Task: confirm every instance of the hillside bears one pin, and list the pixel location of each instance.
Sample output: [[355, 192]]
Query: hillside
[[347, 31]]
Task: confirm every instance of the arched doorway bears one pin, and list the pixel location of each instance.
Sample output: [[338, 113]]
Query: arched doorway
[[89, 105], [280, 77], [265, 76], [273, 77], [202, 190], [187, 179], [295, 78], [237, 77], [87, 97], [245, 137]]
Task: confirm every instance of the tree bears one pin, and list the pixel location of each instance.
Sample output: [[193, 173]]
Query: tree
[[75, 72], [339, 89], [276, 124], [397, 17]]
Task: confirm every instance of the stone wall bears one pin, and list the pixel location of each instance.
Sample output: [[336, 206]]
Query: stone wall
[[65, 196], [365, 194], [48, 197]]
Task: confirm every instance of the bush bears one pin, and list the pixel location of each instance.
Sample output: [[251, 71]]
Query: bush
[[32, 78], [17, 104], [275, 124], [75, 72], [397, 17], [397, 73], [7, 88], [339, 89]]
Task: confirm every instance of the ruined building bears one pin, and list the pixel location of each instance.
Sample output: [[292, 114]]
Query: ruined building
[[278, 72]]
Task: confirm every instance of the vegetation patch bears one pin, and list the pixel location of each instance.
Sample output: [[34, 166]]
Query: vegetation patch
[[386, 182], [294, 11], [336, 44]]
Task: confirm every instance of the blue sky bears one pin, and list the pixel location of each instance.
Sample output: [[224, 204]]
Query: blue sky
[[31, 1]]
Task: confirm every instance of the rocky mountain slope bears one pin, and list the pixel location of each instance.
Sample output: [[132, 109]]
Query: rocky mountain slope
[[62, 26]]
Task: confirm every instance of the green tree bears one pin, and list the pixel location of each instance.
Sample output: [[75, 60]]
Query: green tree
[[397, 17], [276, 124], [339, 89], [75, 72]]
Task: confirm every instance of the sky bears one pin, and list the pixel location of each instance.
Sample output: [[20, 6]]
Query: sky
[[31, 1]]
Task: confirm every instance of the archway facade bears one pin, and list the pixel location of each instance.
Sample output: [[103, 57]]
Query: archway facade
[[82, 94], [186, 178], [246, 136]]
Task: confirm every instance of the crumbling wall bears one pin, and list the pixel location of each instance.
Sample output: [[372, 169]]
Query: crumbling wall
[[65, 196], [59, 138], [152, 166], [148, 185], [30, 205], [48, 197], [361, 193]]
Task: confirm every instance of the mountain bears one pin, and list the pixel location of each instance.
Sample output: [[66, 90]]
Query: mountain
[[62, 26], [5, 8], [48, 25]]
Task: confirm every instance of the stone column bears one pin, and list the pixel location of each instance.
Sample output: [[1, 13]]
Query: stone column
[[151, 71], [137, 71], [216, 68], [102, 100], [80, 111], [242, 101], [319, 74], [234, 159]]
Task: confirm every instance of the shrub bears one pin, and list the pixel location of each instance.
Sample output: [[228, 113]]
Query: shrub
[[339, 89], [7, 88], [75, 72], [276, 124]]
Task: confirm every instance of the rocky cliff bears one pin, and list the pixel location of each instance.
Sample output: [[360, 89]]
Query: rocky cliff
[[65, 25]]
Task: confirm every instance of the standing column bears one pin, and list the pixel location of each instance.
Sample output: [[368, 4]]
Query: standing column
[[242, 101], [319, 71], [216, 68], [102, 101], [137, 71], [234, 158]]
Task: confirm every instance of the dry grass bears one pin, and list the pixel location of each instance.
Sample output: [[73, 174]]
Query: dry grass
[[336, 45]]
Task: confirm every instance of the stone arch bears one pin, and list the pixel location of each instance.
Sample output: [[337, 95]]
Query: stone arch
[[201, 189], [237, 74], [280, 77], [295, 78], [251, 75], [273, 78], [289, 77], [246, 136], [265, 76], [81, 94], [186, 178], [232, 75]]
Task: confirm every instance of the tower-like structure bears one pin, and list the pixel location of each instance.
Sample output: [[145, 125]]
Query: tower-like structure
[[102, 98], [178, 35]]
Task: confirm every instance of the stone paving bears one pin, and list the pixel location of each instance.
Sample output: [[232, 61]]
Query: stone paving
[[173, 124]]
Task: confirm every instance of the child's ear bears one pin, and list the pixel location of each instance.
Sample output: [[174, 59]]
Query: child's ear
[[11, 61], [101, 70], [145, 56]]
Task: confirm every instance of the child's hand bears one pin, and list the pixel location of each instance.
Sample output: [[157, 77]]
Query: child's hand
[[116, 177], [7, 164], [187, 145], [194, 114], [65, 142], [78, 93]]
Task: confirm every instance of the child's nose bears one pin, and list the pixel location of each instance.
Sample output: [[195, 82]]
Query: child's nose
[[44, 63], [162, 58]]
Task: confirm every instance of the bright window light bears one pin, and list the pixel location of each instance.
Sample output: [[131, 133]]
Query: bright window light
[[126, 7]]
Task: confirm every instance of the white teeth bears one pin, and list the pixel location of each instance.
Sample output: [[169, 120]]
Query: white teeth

-------------------------

# [Problem to work on]
Reproduce verbatim the stretch of entries from the line containing "Task: confirm every instance of the ruined" through the line containing "[[339, 89], [7, 88], [75, 72], [276, 124]]", including both of those lines.

# [Result below]
Task: confirm every instance of the ruined building bears one pin, and list the pixel location of each instance.
Sample output: [[292, 114]]
Query: ruined building
[[278, 72]]
Task: confirm every instance of the vegetation patch bears one pin, and list the pixel location of each instance.
Sample output: [[34, 166]]
Query: vegetation patch
[[386, 182], [294, 11], [336, 44]]
Task: confirm every instance of the blue sky bears one pin, and list the pixel location of each instance.
Sample output: [[224, 204]]
Query: blue sky
[[31, 1]]
Task: confirm every instance of the rocky mountain slope bears one pin, and list the pixel location of each instance.
Sample output: [[132, 109]]
Query: rocky mountain slope
[[62, 26]]
Task: confirm every instance of the green tree bears one pin, and list the pixel location of each instance.
Sample output: [[75, 60]]
Query: green tree
[[397, 17], [276, 124], [339, 89], [75, 72]]
Task: confirm every instance of the sky bears one pin, and list the pixel location of each instance.
Sample output: [[20, 6]]
Query: sky
[[31, 1]]
Task: confirm every instance of the archway facade bears one pin, and list the pixel location of each instance.
Sample output: [[103, 57]]
Query: archway facade
[[82, 94], [186, 178], [246, 136]]
Task: confirm every instance of the crumbling wall bears one pin, and list the pixel location of each instance.
Sample output: [[372, 169]]
Query: crumbling wall
[[65, 196], [59, 138], [152, 166], [148, 185], [30, 205], [48, 197], [361, 193]]
Task: confirm every instance of the mountain bears one pin, and list the pixel location of each instance.
Sample output: [[66, 90]]
Query: mountain
[[62, 26], [5, 8], [48, 25]]
Task: confirm every instance of the stone column bears one pin, and list the pixel location of each instance.
Sample output: [[1, 13]]
Query: stone column
[[151, 71], [137, 71], [216, 68], [102, 100], [80, 111], [242, 101], [319, 74], [234, 159]]
Task: confirm every instance of the shrub bears one pin, and list the pixel location of each instance.
Sample output: [[228, 113]]
Query: shrub
[[339, 89], [7, 88], [75, 72], [276, 124]]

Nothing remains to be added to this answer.